* [Document section]
»»

Why does the U.S. surgeon general wear a uniform?

SHARE Why does the U.S. surgeon general wear a uniform?

Dear Cecil: Why does the United States Surgeon General appear in a military uniform? Have they always done so? Is it because they are leading the nation’s battle against disease, smokers, and ill health in general? Jon Komatsu, Pearl City, Hawaii

940826rescan.gif

Illustration by Slug Signorino

Cecil replies:

The surgeon general wears a uniform because the organization of which she is the chief, the U.S. Public Health Service, is a uniformed service. So are mail carriers, you may say, but the postmaster general doesn’t get to dress like Horatio Hornblower. The difference is that the PHS began as the Marine Hospital Service, which was organized along military lines in 1870 to minister to merchant sailors. The members were (and still are) given military-style commissions and naval-style ranks, the idea being that they were a mobile force ready to be thrown into the fray wherever germs raised their ugly little heads. One supposes the fact that MHS doctors often served alongside regular military personnel (e.g., in military camps during wars) and sometimes had to order them around also argued for ranks and uniforms. The Marine Hospital Service was reorganized as the Public Health Service in 1912 and transferred to what is now the Department of Health and Human Services, but the military trappings remain.

Some PHS officers today do lead a semimilitary-type existence, serving tours of duty on Indian reservations or in prisons and the like. But many others are longtime medical researchers at federal labs who joined the PHS rather than the civil service mainly because of the attractive retirement benefits. (You can leave with a nice pension after just 20 years.) Uniforms had fallen into disuse until C. Everett Koop was appointed surgeon general by Ronald Reagan. Koop conceived of his post as a bully pulpit and thought the uniform (the SG is the equivalent of a three-star admiral and has a similar uniform) would get people to take him more seriously. Instead, at least at the outset, it got them to take him for an airline steward, and Koop good-naturedly hoisted a few bags into the overhead bins for fellow passengers.

Eventually, though, Koop’s considerable personal presence enabled him to put the uniform thing over, so much so that he decided all commissioned PHS personnel should start wearing them. This rankled the troops and the current SG, Joycelyn Elders, has not insisted that they be worn. But she puts one on herself when she makes official appearances and one gathers they are seen more commonly on PHS officers than they used to be. The whole thing may incline us civilian scoffers to make jokes about swords and epaulets and crossed-hypodermic insignias. But Koop and Elders have spoken out forcefully on public health issues like AIDS and smoking, and if uniforms help get the message across, why not?

««

* [Required action] Return the passage of the surgeon general article from "Some PHS officers" up to and including "for fellow passengers.", word for word.

* [Data extract]
»»

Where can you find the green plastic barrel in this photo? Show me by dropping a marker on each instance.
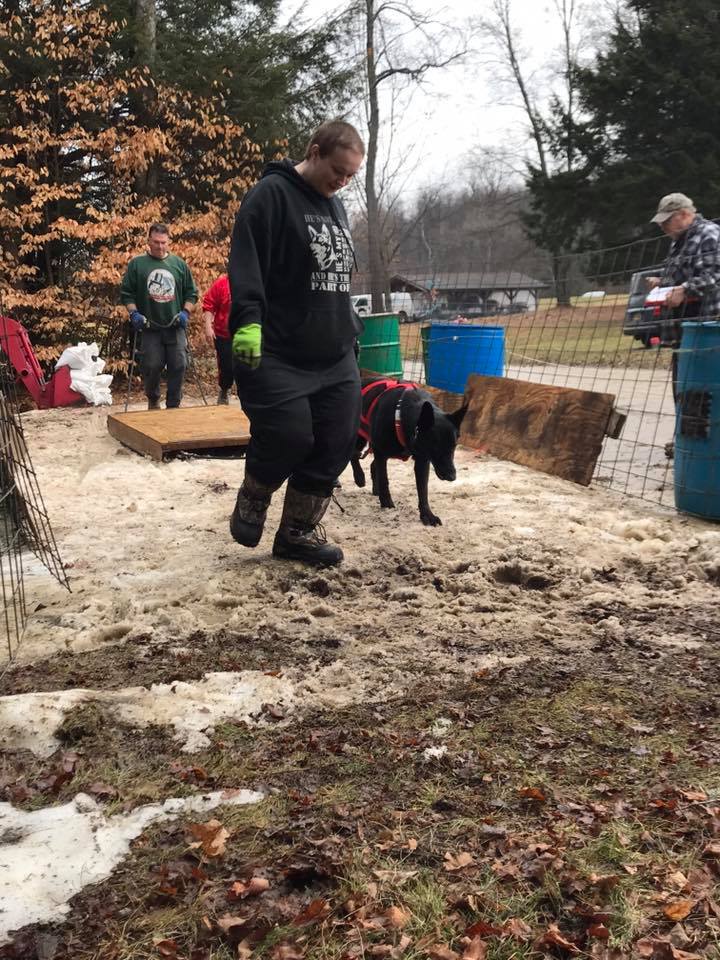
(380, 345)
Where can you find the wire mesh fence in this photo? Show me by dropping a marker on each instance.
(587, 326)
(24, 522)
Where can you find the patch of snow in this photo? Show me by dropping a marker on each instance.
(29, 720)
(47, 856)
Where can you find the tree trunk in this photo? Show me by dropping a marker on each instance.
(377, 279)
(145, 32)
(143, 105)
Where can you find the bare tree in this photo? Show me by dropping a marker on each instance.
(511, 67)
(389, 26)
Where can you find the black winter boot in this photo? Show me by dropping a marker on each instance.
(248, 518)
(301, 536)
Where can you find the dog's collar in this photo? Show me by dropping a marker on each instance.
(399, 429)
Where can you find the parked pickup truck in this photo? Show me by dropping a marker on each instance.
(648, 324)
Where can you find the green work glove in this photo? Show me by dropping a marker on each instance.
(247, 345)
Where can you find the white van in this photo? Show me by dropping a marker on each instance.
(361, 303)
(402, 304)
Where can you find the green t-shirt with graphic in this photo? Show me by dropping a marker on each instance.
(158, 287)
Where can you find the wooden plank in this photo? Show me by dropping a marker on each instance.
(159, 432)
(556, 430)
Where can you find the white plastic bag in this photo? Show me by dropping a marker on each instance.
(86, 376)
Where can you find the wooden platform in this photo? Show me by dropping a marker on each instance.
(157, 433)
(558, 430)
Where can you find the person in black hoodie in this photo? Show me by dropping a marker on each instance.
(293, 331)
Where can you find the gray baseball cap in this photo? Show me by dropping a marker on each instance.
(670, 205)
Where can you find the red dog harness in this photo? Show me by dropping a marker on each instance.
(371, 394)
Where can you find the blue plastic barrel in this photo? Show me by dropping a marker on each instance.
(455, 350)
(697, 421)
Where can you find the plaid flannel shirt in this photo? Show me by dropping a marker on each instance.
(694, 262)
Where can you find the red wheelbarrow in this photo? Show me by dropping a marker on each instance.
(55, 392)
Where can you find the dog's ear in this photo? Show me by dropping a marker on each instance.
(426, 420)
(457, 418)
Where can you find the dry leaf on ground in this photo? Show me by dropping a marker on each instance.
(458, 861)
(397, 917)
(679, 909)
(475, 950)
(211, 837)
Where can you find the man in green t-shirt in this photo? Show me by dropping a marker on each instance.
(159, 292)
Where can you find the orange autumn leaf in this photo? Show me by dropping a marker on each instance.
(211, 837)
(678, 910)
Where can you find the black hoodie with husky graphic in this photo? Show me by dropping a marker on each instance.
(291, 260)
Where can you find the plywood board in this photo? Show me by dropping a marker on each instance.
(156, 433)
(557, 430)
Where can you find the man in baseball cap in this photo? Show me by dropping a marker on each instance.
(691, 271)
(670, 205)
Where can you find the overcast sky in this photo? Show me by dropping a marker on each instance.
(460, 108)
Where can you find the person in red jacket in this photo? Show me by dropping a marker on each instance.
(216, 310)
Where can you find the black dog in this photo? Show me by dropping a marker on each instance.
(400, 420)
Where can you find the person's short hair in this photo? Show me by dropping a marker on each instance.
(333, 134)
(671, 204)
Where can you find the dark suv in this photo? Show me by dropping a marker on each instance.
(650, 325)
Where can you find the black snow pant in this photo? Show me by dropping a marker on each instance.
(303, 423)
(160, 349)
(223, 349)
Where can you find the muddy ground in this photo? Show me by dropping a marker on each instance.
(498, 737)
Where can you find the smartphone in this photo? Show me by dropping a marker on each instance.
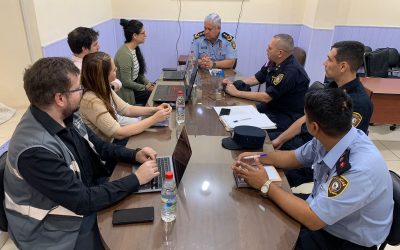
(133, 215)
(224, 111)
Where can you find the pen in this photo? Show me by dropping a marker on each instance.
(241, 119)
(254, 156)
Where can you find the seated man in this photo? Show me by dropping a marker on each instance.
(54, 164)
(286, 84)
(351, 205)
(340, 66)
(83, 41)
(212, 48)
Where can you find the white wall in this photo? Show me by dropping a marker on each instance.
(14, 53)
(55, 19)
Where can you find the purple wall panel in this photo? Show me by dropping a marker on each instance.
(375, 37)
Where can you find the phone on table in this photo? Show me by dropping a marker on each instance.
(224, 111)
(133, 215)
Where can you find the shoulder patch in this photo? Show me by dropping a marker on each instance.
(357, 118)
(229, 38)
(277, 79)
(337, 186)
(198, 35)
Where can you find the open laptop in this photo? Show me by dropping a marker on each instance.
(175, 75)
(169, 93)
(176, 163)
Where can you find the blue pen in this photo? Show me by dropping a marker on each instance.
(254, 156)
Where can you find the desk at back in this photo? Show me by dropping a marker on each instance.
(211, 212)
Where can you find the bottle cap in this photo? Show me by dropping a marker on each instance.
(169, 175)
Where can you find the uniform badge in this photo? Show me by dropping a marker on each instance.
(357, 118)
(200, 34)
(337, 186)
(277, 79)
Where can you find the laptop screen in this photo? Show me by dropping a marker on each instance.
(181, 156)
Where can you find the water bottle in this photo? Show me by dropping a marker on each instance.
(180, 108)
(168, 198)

««

* [Response box]
Some PHS officers today do lead a semimilitary-type existence, serving tours of duty on Indian reservations or in prisons and the like. But many others are longtime medical researchers at federal labs who joined the PHS rather than the civil service mainly because of the attractive retirement benefits. (You can leave with a nice pension after just 20 years.) Uniforms had fallen into disuse until C. Everett Koop was appointed surgeon general by Ronald Reagan. Koop conceived of his post as a bully pulpit and thought the uniform (the SG is the equivalent of a three-star admiral and has a similar uniform) would get people to take him more seriously. Instead, at least at the outset, it got them to take him for an airline steward, and Koop good-naturedly hoisted a few bags into the overhead bins for fellow passengers.